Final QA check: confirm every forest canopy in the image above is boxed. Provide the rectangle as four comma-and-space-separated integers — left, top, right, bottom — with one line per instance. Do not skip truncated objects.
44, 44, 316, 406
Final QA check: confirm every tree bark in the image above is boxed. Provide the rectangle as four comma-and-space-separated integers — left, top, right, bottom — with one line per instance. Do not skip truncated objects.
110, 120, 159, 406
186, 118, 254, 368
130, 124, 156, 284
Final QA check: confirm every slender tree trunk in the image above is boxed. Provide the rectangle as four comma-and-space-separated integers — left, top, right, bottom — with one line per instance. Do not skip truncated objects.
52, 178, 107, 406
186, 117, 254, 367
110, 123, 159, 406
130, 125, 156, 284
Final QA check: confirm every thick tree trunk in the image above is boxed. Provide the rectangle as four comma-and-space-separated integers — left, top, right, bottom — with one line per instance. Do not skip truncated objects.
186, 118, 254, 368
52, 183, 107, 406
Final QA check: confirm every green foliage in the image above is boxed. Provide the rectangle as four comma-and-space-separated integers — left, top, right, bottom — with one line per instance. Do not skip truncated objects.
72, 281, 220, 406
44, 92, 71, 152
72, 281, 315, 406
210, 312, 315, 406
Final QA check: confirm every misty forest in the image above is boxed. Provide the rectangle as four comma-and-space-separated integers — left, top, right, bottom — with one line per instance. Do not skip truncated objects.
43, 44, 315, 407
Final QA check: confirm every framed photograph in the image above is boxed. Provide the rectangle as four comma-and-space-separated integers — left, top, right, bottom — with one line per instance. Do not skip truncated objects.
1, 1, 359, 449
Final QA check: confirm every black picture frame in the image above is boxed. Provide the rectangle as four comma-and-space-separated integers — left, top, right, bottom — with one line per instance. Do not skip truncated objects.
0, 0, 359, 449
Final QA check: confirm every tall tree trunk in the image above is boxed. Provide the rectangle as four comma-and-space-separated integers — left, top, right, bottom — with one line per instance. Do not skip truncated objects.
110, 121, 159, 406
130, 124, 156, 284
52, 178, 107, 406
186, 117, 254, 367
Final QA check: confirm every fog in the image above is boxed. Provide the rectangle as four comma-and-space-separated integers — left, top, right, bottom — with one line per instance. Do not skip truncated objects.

> **Instructions to follow**
Copy the listing above again, swapping every "tree trunk" for "tree stem" and leaving everything else unchanged.

> **Result of this exercise**
Final QA check: confirm every forest canopy in the image above is boxed. Provide the rectangle as four comma-and-space-separated integers — left, top, right, bottom — with one line per instance. Do not skip truncated objects.
44, 44, 316, 406
Final QA check: confirm every tree bark in the image above is boxed. Provide the rectangle as four comma-and-space-separated integers — left, top, right, bottom — with one line per instance. Do not skip truncated objects.
110, 120, 159, 406
186, 118, 254, 368
130, 124, 156, 284
Final QA check: confirm every slender tree stem in the image above is boxed. Provide the rectangle as four comma-and-space-separated integers — left, top, right, bottom — with one line per instance. Do not skip truncated objects.
52, 178, 107, 406
186, 117, 254, 367
110, 123, 159, 406
130, 125, 156, 284
Final QA check: confirm every thick tree stem in the image above is boxed. Provide the rectangle as four comma-and-space-separated integers — left, top, right, bottom — with one line per instance. Do not skip truncated objects.
186, 118, 254, 368
52, 183, 107, 406
Final QA check: confirm every green foliage in the image above is boxed. Provide the rectangle as four comma-and-space-separated integers — left, top, right, bottom — with one line per instance. Do not skip truncated objects.
72, 281, 220, 406
44, 92, 71, 152
72, 281, 315, 406
210, 312, 315, 406
Final QA check: confirm every misty forest in the image above is boxed. Provide the rectangle as four comma-and-space-separated integers — left, top, right, bottom — with one line per instance. Do not skip truncated objects.
43, 44, 315, 407
Final QA check: confirm every framed photograph in the image above is boxed. Provide the rectangle as four comma-and-space-separated integers — left, top, right, bottom — with one line per instance. Do not skip truncated objects.
1, 1, 359, 449
Final QA check: confirm every black picture frame in the image above is boxed. Provide the rectangle as four comma-and-space-separated integers — left, top, right, bottom — with one line per instance. Do not skip truncated objects.
0, 0, 359, 449
Final QA check: confirm every tall tree stem in the image above is boxed. Provide the rectangle as four comma-and-space-separated integers — left, top, right, bottom — with one line per instance. Do not skip truncated objects.
110, 121, 159, 406
130, 124, 156, 284
52, 178, 107, 406
186, 117, 254, 367
Final QA check: confirm every fog in the image above is boxed. Provide the rectangle as four comma-and-space-separated integers — left, top, right, bottom — with one line per instance. Do not skip truncated objects.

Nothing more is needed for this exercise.